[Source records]
───

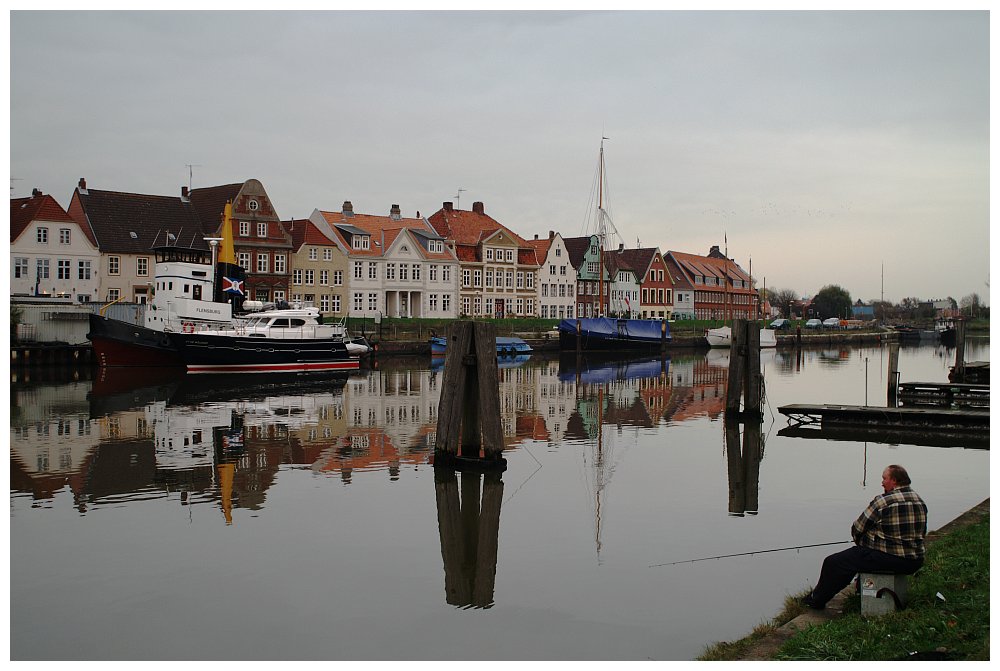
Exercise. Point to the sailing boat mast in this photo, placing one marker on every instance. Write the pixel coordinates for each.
(601, 232)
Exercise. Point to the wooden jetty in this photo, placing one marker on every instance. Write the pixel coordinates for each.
(946, 394)
(867, 415)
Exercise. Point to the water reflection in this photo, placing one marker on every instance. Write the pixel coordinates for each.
(160, 435)
(744, 467)
(469, 528)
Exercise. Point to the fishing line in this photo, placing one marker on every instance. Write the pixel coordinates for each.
(755, 552)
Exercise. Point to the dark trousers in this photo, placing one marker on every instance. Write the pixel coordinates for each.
(839, 568)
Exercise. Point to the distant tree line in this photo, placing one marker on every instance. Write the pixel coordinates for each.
(835, 301)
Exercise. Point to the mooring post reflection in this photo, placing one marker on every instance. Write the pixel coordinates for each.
(470, 530)
(744, 467)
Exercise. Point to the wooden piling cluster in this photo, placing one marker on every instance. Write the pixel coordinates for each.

───

Restate each line above exactly, keeping pictures out.

**Expected answer**:
Exercise. Point to the sailing boat mast in this photo, placing one marker on every instance. Write the pixel coordinates for each.
(601, 232)
Exercise. Point to the wooden jetty in this photo, placing one marker on every instance. Write the pixel coordinates for each.
(946, 394)
(867, 415)
Exercise. Point to the water reflection in this photo, placing one marker on every instance. Write the pixel coordinates for each.
(160, 435)
(744, 467)
(469, 528)
Exercise. Point to the fishing line in this photo, placing one marker on every instance. Write the pixel coordinates for each.
(755, 552)
Exercise. Point to the dark trousers in this photo, placing one marker on every instance. Write the pixel coordinates for each.
(839, 568)
Exercise. Point to the distant tree line in this photo, placing one marker on every instance. Write the pixel coordinates for each.
(835, 301)
Exercise. Point to the mooring post reflection in this photo, placing one marker on every instance. Write the pixel coordinates for each.
(470, 530)
(744, 467)
Exercise. Point to the wooden piling cluster in this photo, placing one marker on every instance. Write the pixel coordinates for each.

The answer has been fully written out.